EXERCISE OBJECTIVE — Exact copies of the lines below are the goal; any images in them are dropped.

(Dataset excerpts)

++++++

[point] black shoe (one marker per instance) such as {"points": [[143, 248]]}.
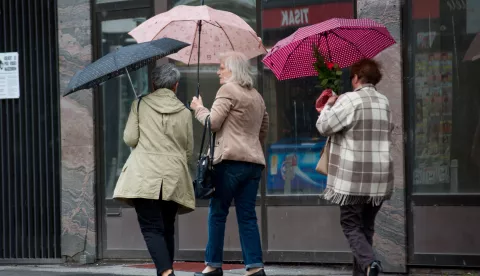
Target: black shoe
{"points": [[216, 272], [259, 273], [374, 269]]}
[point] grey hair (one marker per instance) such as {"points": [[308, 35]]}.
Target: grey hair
{"points": [[165, 76], [237, 63]]}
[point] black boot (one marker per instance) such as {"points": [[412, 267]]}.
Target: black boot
{"points": [[374, 269], [216, 272], [259, 273]]}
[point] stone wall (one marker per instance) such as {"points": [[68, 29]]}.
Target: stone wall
{"points": [[77, 132]]}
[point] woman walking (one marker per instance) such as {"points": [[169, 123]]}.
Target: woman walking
{"points": [[155, 178], [360, 172], [239, 118]]}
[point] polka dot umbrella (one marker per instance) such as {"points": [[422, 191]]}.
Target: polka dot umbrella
{"points": [[123, 61], [342, 41]]}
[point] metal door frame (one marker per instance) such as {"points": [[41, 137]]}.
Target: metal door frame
{"points": [[102, 12]]}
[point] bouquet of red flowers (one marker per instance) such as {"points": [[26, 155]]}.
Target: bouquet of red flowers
{"points": [[329, 76], [329, 73]]}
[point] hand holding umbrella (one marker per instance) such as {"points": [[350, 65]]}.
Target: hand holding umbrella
{"points": [[196, 103]]}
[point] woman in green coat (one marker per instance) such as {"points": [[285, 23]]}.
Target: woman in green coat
{"points": [[156, 178]]}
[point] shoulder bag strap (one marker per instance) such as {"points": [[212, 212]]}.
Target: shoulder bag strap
{"points": [[212, 141], [207, 122]]}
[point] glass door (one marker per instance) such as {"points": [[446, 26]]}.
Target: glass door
{"points": [[119, 235]]}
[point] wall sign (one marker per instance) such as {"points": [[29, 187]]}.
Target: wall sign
{"points": [[279, 18], [9, 76]]}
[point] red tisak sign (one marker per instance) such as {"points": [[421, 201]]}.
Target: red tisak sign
{"points": [[305, 15]]}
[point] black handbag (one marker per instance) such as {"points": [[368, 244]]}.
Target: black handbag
{"points": [[203, 184]]}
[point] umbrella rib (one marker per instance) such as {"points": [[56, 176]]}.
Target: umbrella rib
{"points": [[296, 47], [153, 38], [231, 44], [198, 45], [348, 41]]}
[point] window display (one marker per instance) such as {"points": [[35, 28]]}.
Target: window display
{"points": [[294, 144], [445, 99]]}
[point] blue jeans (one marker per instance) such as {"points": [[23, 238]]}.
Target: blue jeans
{"points": [[239, 181]]}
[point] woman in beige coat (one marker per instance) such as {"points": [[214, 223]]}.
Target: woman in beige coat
{"points": [[240, 120], [155, 178]]}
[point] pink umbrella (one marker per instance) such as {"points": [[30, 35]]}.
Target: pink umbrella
{"points": [[221, 31], [341, 41]]}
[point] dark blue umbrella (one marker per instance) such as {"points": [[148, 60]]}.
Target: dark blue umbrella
{"points": [[123, 61]]}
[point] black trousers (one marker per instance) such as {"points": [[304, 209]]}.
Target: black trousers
{"points": [[157, 223], [358, 222]]}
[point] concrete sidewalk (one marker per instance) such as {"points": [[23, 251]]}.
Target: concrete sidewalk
{"points": [[111, 270]]}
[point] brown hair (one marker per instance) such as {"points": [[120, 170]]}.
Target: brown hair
{"points": [[367, 70]]}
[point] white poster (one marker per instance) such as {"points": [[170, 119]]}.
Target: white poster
{"points": [[9, 76]]}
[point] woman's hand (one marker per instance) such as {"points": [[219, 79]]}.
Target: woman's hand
{"points": [[196, 103], [331, 101]]}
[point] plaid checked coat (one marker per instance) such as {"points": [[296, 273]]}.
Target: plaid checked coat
{"points": [[359, 125]]}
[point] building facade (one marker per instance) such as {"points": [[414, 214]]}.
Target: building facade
{"points": [[429, 77]]}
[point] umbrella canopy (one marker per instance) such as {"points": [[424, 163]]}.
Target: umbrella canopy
{"points": [[473, 52], [221, 31], [341, 41], [124, 60]]}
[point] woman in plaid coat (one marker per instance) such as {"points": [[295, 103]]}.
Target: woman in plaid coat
{"points": [[360, 172]]}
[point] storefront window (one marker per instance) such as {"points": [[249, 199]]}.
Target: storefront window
{"points": [[445, 99], [294, 145]]}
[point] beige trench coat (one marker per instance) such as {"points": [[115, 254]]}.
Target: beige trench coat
{"points": [[240, 119], [162, 138]]}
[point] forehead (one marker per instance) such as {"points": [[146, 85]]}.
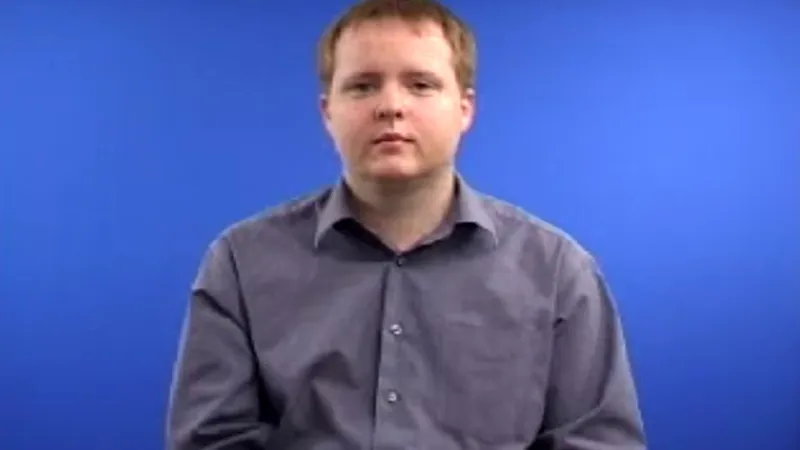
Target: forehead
{"points": [[387, 44]]}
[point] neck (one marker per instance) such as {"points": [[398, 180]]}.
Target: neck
{"points": [[404, 212]]}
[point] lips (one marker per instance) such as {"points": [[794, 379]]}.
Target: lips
{"points": [[390, 137]]}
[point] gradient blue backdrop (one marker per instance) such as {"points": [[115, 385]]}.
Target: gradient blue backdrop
{"points": [[665, 138]]}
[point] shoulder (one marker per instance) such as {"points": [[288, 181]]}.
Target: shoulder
{"points": [[551, 245], [286, 221]]}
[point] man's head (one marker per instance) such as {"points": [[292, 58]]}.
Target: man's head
{"points": [[398, 87]]}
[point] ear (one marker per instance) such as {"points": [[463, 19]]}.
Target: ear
{"points": [[324, 108], [467, 109]]}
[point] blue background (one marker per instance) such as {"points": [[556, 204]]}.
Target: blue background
{"points": [[665, 138]]}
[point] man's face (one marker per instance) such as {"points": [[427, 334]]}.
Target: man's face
{"points": [[395, 110]]}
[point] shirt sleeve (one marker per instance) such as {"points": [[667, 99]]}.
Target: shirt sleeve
{"points": [[591, 401], [214, 397]]}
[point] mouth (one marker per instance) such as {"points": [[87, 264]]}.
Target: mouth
{"points": [[394, 138]]}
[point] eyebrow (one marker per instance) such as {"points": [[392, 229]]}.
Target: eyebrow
{"points": [[372, 74]]}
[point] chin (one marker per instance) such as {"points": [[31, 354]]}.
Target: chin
{"points": [[394, 172]]}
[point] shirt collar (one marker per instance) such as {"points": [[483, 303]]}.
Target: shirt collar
{"points": [[468, 209]]}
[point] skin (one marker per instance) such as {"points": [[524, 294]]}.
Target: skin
{"points": [[396, 76]]}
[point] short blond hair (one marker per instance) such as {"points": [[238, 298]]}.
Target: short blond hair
{"points": [[458, 34]]}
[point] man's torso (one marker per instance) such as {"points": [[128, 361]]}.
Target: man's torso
{"points": [[445, 346]]}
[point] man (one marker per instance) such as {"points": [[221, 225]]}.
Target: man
{"points": [[400, 309]]}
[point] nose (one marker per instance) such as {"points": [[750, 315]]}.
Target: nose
{"points": [[390, 105]]}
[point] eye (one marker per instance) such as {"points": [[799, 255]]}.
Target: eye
{"points": [[360, 87], [421, 86]]}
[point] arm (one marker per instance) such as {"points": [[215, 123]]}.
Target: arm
{"points": [[214, 397], [591, 401]]}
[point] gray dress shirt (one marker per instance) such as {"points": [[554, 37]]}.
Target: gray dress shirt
{"points": [[305, 332]]}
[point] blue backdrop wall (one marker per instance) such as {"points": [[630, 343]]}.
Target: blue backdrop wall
{"points": [[664, 138]]}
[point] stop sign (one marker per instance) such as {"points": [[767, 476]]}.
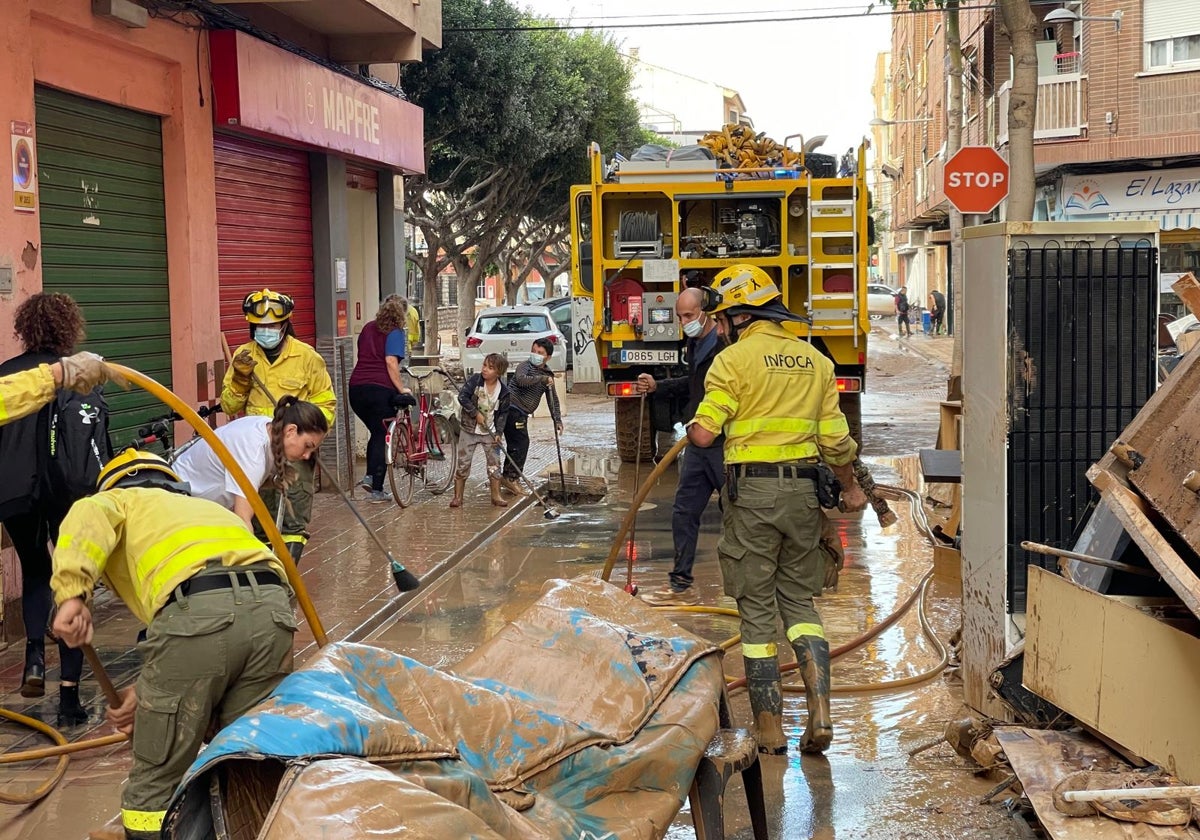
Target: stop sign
{"points": [[976, 179]]}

++++++

FINAL ANSWER —
[point] black shoe (one marker per instance) such as {"points": [[143, 248]]}.
Target: black shoe
{"points": [[216, 272], [259, 273], [374, 269]]}
[point] grey hair (one marker per instance) such as {"points": [[308, 35]]}.
Target: grey hair
{"points": [[165, 76], [237, 63]]}
[point] black boot (one marker per instance) such as {"points": [[412, 267]]}.
Target: black boot
{"points": [[374, 269], [216, 272], [259, 273]]}
[point] stone wall (one marker per instance) such as {"points": [[68, 29]]}.
Target: stone wall
{"points": [[77, 132]]}
[point] woman walking (one marker per instance) such as {"points": [[169, 123]]}.
Target: woman walking
{"points": [[155, 178], [360, 172], [239, 118]]}
[point] polka dot umbrella (one marker per instance) such as {"points": [[422, 191]]}.
Target: polka dot umbrella
{"points": [[123, 61], [342, 41]]}
[point] metal door frame (one marker per instance) such as {"points": [[41, 137]]}.
Target: metal door frame
{"points": [[102, 12]]}
[point] bouquet of red flowers (one marker per instance) such as {"points": [[26, 155]]}.
Target: bouquet of red flowers
{"points": [[329, 76], [329, 73]]}
[point] hand holding umbrella (one marker per instance) such as {"points": [[350, 65]]}.
Target: hand holding umbrella
{"points": [[196, 103]]}
[point] woman in green coat (one marker per instance) such as {"points": [[285, 23]]}.
Target: woman in green coat
{"points": [[156, 178]]}
[point] shoulder bag strap (one marker per instance) such as {"points": [[212, 212]]}.
Target: shoulder bag strap
{"points": [[212, 141], [207, 122]]}
[point] glass door (one marker per instance) such as {"points": [[446, 26]]}.
Target: glass door
{"points": [[119, 235]]}
[point] wall sign (one marker per instance) such as {"points": [[29, 187]]}.
Target: wall sign
{"points": [[279, 18], [9, 76]]}
[point] red tisak sign (one marker per instance) such as {"points": [[421, 201]]}.
Target: red tisak sign
{"points": [[305, 15]]}
[point] black handbag (one marker per instance) such as {"points": [[368, 244]]}.
Target: black handbag
{"points": [[203, 184]]}
[point] umbrella rib (one marker per instance) such as {"points": [[56, 176]]}.
Target: umbrella rib
{"points": [[296, 47], [153, 38], [231, 44], [198, 45], [348, 41]]}
[point] window display (one marker per instance) such as {"points": [[35, 28]]}.
Target: window display
{"points": [[294, 144], [445, 99]]}
[point] blue jeans (one marker per instance) such as {"points": [[23, 238]]}.
Target: blue jeans
{"points": [[239, 181]]}
[point] woman in beige coat (one marker per instance) such as {"points": [[214, 223]]}.
Target: woman in beige coat
{"points": [[240, 120], [155, 178]]}
[point] pink umbrella (one marker per instance) such as {"points": [[30, 35]]}.
Target: pink umbrella
{"points": [[221, 31], [341, 41]]}
[point] dark blue umbrella (one marker per instance) such as {"points": [[148, 60]]}.
Target: dark blue umbrella
{"points": [[123, 61]]}
[point] black trousers (one marker per instance) such as {"points": [[304, 209]]}.
Target: black trousers
{"points": [[157, 223], [358, 222]]}
[point] concrete sidewalk (one marker per instance) such as {"points": [[23, 251]]}.
Target: concrete sidewalk
{"points": [[111, 270]]}
[point] brown hair (one marker per instance) such as {"points": [[120, 170]]}.
Target: brown hair
{"points": [[367, 70]]}
[point] white poster (one marker per instance) such as {"points": [[170, 119]]}.
Target: white poster
{"points": [[9, 76]]}
[point] woman's hand (one marker per instance) such as {"points": [[219, 79]]}.
Target: woman's hand
{"points": [[196, 103], [331, 101]]}
[point] plaid checked coat (one marker per instance) such as {"points": [[296, 273]]}.
Target: plaid checked coat
{"points": [[359, 125]]}
[point] building facade (one marker per instance) such as {"points": [[414, 214]]}.
Target: building facade
{"points": [[429, 77]]}
[point] umbrella canopy (one marker per instance) such as {"points": [[424, 163]]}.
Target: umbrella canopy
{"points": [[473, 52], [221, 31], [341, 41], [124, 60]]}
[point] woman in plaid coat (one marker per instance) such as {"points": [[295, 103]]}.
Target: woman in plaid coat
{"points": [[360, 172]]}
[point] storefront window (one marker per instance) such as {"points": [[249, 199]]}.
Target: storefront window
{"points": [[445, 99], [294, 145]]}
[point] beige trench coat (one marker per instance) such as {"points": [[115, 254]]}.
Target: beige trench coat
{"points": [[240, 119], [162, 138]]}
[point] forehead (one marker per instance) such as {"points": [[146, 85]]}.
Target: forehead
{"points": [[387, 44]]}
[point] neck (one marker per instance) such as {"points": [[398, 180]]}.
Target: neck
{"points": [[404, 212]]}
[point] lips (one marker per instance) such as {"points": [[794, 379]]}.
Target: lips
{"points": [[390, 137]]}
[point] gradient blue backdrop (one marker per instance) such as {"points": [[115, 385]]}.
Target: gradient blue backdrop
{"points": [[665, 138]]}
[point] shoulder (one marker per instance) such as {"points": [[288, 181]]}.
Target: shoulder
{"points": [[551, 245], [286, 221]]}
[point] man's head (one marker per instance) such as {"points": [[292, 58]]}.
Target: man's head
{"points": [[398, 87]]}
[point] ear (one marker per instance) such as {"points": [[463, 19]]}.
Target: ear
{"points": [[324, 108], [467, 109]]}
[point] blue background (one marker per instance) such as {"points": [[556, 204]]}.
Target: blue background
{"points": [[665, 138]]}
[point] man's face (one marker per instance) such as {"points": [[427, 334]]}.
Target: man's face
{"points": [[395, 110]]}
[point] shirt sleeve (one marker per instance) such as {"points": [[667, 99]]}.
Target: shirt sleeve
{"points": [[591, 401], [214, 397]]}
[point] mouth (one marker per instance) such as {"points": [[87, 264]]}.
Target: mouth
{"points": [[394, 138]]}
[point] eyebrow (one marker per instance) such as {"points": [[392, 229]]}.
Target: eyebrow
{"points": [[372, 74]]}
[point] chin (one marker per instance) such as {"points": [[31, 354]]}.
Target: chin
{"points": [[394, 172]]}
[point] shirt collar (one marker per instance) such as {"points": [[483, 303]]}.
Target: shirt collar
{"points": [[468, 209]]}
[point] skin (one marker per instance) such as {"points": [[524, 294]]}.
Target: skin
{"points": [[396, 76]]}
[point] short blond hair (one marker per instance) such as {"points": [[238, 298]]}.
Target: short blond hair
{"points": [[458, 34]]}
[point] man's torso (one marker per instance) such as {"points": [[128, 361]]}.
Target: man's torso
{"points": [[445, 346]]}
[point] man (one marker per instance) such as {"points": [[221, 225]]}.
Target: man
{"points": [[400, 309]]}
[point] nose (one marker per instance) such as {"points": [[750, 315]]}.
Target: nose
{"points": [[390, 105]]}
[point] eye (one marker per instance) such as {"points": [[799, 255]]}.
Target: eye
{"points": [[360, 87], [421, 86]]}
[point] arm (one marker per instance) such as {"points": [[215, 123]]}.
Target: arm
{"points": [[214, 397], [591, 401]]}
[point] gray dress shirt (one marker per instance) such as {"points": [[554, 37]]}.
Target: gray dress shirt
{"points": [[305, 332]]}
[point] blue backdrop wall (one marker per instance) such as {"points": [[630, 343]]}.
Target: blue backdrop wall
{"points": [[664, 138]]}
[point] stop sign (one marker per instance) such as {"points": [[767, 476]]}.
Target: stop sign
{"points": [[976, 179]]}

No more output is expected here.